**PROBLEM:** Please retype the following material line for line, with no changes.

[Start GIVEN DATA]

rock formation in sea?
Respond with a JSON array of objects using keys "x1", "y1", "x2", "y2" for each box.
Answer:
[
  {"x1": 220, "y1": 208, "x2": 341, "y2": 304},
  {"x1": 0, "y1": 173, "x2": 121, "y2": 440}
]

[End GIVEN DATA]

**OUTPUT FOR THIS EXERCISE:**
rock formation in sea?
Respond with a JSON array of objects using keys "x1", "y1", "x2", "y2" for each box.
Answer:
[
  {"x1": 220, "y1": 208, "x2": 341, "y2": 304},
  {"x1": 0, "y1": 173, "x2": 121, "y2": 440}
]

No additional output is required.